▶ [GIVEN PASSAGE]
━━━

Understanding Quantization of Optimizer States in LLM Pre-training: Dynamics of State Staleness and Effectiveness of State Resets

TL;DR

This paper investigates how quantization affects optimizer states in large language model pre-training, revealing state staleness issues and proposing reset strategies to improve efficiency and performance.

Contribution

It introduces a predictive model of optimizer state stalling due to quantization and develops a theory-guided method for optimal reset scheduling in low-precision training.

Findings

Reset schedules can recover performance lost to low-precision optimizer states.

Quantization causes optimizer states to become effectively stale, slowing adaptation.

Proper reset timing significantly reduces memory usage while maintaining model performance.

━━━

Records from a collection

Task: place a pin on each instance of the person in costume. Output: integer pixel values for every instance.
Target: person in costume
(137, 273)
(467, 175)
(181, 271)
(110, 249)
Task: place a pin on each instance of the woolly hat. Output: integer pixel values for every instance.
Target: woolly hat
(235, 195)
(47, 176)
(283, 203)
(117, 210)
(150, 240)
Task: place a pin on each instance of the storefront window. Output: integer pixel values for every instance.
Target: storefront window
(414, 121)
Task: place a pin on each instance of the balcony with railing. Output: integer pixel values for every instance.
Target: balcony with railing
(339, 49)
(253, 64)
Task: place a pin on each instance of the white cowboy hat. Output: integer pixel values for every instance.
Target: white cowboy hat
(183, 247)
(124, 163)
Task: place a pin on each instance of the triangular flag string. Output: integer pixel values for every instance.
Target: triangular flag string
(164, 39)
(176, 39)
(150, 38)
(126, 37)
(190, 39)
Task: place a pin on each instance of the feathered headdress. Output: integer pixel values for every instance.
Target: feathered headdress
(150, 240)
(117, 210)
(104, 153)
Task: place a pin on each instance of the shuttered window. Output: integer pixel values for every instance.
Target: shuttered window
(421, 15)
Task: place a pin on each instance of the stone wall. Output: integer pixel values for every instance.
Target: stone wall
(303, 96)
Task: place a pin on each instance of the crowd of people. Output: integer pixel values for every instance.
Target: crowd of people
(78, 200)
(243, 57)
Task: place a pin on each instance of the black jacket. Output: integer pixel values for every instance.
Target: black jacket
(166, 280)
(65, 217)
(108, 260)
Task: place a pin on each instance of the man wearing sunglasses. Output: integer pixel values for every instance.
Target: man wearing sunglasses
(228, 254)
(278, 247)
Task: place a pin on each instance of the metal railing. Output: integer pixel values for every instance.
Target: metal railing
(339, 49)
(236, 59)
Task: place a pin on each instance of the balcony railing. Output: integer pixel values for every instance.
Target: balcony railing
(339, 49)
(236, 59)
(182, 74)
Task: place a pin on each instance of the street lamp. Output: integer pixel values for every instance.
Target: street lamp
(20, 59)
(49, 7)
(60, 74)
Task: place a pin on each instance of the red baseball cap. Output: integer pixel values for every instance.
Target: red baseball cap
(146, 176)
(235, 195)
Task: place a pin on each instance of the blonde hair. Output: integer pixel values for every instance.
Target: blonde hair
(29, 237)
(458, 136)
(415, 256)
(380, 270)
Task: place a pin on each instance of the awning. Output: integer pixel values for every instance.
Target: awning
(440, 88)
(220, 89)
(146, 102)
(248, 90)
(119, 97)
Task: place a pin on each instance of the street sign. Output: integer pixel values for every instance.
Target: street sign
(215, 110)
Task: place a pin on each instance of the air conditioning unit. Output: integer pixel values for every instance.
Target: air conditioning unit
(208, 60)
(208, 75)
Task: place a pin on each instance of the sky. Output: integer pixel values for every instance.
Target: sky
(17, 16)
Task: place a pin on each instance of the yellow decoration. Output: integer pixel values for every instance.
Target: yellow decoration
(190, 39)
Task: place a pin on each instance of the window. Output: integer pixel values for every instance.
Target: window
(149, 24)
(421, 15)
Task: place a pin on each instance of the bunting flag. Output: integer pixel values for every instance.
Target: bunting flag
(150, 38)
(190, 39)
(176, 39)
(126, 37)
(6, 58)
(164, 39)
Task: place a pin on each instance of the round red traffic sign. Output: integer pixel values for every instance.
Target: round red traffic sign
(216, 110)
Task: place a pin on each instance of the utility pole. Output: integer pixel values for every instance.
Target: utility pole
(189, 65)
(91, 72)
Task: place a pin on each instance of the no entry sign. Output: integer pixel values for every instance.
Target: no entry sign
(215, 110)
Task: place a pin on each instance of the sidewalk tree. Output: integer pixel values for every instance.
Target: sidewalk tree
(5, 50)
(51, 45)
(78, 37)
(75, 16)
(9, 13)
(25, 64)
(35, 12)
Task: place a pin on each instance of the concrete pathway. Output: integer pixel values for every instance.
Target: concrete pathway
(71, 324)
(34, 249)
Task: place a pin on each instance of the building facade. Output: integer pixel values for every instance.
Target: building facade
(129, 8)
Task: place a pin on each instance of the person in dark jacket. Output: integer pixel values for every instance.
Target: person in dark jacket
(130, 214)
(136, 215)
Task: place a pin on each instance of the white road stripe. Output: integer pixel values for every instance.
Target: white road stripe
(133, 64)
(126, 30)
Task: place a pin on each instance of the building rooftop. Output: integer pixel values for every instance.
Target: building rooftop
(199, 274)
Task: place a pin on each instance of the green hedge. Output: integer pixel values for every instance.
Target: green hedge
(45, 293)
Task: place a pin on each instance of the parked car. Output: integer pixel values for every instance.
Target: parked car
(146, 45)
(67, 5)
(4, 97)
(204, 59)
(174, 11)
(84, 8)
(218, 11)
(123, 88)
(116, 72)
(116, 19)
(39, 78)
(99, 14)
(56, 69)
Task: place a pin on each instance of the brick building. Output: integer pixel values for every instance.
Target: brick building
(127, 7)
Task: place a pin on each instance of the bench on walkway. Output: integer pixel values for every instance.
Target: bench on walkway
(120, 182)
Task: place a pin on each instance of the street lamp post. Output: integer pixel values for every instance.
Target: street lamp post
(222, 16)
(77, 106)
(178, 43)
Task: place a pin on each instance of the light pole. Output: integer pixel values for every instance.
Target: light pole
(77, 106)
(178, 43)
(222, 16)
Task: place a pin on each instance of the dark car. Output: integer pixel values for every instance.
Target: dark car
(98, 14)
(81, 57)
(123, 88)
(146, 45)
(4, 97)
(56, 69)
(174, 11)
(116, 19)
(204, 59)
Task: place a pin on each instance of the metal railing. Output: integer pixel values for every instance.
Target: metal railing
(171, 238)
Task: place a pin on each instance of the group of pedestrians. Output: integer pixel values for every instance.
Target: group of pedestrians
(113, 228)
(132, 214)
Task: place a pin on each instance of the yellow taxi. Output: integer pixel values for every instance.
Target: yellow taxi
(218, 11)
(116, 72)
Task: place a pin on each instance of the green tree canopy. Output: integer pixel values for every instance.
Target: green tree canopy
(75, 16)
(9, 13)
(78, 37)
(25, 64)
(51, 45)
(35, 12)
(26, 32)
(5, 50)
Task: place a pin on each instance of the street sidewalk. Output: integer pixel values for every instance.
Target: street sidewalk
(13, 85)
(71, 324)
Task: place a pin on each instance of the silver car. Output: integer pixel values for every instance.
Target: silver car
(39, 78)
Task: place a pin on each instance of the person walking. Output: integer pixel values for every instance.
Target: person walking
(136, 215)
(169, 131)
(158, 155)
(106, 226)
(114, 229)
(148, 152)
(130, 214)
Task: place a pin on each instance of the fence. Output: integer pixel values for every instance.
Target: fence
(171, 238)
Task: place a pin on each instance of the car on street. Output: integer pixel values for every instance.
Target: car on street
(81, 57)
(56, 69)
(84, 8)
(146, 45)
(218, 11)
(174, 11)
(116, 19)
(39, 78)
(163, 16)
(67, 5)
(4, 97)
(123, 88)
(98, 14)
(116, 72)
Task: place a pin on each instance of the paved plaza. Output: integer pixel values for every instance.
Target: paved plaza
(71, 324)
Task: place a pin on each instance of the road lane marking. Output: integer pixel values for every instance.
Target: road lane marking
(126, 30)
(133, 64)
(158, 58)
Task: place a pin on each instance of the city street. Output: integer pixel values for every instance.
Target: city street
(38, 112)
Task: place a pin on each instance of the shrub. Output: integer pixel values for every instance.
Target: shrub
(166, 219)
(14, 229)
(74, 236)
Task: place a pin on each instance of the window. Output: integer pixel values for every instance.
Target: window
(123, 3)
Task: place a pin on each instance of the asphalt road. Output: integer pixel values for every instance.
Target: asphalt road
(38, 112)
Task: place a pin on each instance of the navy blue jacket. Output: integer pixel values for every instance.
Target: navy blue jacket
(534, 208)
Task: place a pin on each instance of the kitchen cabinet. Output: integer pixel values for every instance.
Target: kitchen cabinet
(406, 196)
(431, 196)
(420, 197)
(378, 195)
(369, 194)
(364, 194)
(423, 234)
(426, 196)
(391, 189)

━━━

▶ [TASKS FOR THIS EXERCISE]
• 1. Reproduce the summary on optimizer-state quantization between "This paper investigates" and "in low-precision training.", inclusive.
• 2. Resume the summary on optimizer-state quantization after its final sentence.
The items come from a separate source.

▶ [TASK-BY-TASK ANSWERS]
• 1.
This paper investigates how quantization affects optimizer states in large language model pre-training, revealing state staleness issues and proposing reset strategies to improve efficiency and performance.

Contribution

It introduces a predictive model of optimizer state stalling due to quantization and develops a theory-guided method for optimal reset scheduling in low-precision training.

• 2.
Abstract

Quantizing optimizer states is becoming an important ingredient of memory-efficient large-scale pre-training, but the resulting optimizer dynamics remain only partially understood. We study low-precision exponential moving average (EMA) optimizer states and show how quantization can cause many nominal updates to round back to the same stored value, making the state effectively stale and slowing adaptation beyond what the nominal decay would suggest. We then develop a simple predictive model of stalling that estimates one-step stalling probabilities and characterizes how stalling builds up over time after the initialization. This perspective provides a mechanistic explanation for why optimizer-state resets help in low precision: once a quantized EMA becomes effectively stale, resetting it can temporarily restore responsiveness. Motivated by this picture, we derive a simple theory-guided method for choosing useful reset periods, showing that in low precision the key question is not only whether resets help, but when they should be applied. Experiments in controlled simulations and LLM pre-training show that suitable reset schedules recover the performance lost to low-precision state storage while substantially reducing optimizer-state memory.